- [ASSIGNMENT]: Return only the line that contains "Which pixel lies on the bare" and each line after it, through the last line of the data below, copied exactly.

- [GIVEN INFORMATION]:
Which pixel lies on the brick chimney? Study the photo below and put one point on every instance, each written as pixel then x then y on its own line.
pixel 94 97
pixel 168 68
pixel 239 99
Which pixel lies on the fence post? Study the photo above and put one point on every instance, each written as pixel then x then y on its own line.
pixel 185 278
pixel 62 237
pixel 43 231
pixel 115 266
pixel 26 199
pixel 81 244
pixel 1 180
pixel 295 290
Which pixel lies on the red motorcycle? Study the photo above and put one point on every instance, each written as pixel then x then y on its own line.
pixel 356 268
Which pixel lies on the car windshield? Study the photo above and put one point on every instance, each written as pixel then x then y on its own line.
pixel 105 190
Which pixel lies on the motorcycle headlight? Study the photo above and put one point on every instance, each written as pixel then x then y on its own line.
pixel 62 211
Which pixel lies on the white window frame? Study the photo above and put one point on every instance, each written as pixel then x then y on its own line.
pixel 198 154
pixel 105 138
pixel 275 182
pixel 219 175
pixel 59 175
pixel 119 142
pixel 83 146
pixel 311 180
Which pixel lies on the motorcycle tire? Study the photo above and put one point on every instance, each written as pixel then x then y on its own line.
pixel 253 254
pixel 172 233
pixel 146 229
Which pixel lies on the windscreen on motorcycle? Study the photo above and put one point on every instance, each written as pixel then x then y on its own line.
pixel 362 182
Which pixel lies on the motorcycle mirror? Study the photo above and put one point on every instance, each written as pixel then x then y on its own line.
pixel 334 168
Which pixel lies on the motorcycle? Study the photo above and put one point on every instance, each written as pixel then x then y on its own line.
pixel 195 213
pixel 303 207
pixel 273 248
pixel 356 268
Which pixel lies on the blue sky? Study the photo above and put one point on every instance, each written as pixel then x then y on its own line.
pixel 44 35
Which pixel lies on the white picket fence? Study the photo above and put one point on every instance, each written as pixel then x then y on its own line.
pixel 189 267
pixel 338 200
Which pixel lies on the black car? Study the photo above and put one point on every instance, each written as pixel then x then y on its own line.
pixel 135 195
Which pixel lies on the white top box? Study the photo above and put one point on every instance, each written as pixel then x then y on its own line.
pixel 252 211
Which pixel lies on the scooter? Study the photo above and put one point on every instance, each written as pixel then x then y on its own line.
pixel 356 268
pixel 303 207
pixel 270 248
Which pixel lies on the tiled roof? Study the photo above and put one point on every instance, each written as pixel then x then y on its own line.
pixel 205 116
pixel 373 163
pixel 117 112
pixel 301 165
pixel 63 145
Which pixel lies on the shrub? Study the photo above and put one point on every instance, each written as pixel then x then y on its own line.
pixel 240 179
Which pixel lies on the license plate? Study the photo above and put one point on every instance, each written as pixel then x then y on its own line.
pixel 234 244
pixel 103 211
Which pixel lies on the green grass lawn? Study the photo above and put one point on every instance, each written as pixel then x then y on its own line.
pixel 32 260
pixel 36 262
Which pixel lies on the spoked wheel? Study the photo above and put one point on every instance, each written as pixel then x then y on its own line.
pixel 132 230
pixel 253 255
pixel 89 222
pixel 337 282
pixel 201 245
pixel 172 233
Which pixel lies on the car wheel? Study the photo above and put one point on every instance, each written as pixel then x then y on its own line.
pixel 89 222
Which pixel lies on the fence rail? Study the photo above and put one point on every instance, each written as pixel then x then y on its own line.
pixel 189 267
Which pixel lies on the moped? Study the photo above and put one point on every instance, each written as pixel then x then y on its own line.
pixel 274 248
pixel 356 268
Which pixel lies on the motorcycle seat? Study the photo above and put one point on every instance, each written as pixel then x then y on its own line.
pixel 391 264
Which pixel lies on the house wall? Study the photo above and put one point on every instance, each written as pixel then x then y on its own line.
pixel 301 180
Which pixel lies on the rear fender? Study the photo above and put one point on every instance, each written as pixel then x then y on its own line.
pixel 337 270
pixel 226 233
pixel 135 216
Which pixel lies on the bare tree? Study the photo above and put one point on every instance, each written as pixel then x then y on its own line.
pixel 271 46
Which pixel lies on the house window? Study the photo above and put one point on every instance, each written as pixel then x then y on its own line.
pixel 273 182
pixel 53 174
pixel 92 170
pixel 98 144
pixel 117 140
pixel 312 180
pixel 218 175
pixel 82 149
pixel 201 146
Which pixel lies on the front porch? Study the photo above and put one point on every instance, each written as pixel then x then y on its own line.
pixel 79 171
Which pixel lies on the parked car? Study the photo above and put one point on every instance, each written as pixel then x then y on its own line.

- [ANSWER SPACE]:
Which pixel lies on the bare tree? Study the photo above and put one point on every instance, each written as pixel then x then y on its own line.
pixel 271 46
Which pixel lies on the house window? Study the photo above and put one point on every instance, each written as pixel then x then y on its own line.
pixel 273 182
pixel 53 174
pixel 92 170
pixel 98 144
pixel 117 140
pixel 312 180
pixel 218 175
pixel 82 149
pixel 201 146
Which pixel lies on the front porch? Study the photo above and put one point on every instance, each written as pixel then x then y on its own line.
pixel 79 171
Which pixel lies on the parked car? Study the photo above and put one point on every instance, each written as pixel then x then y on its own line.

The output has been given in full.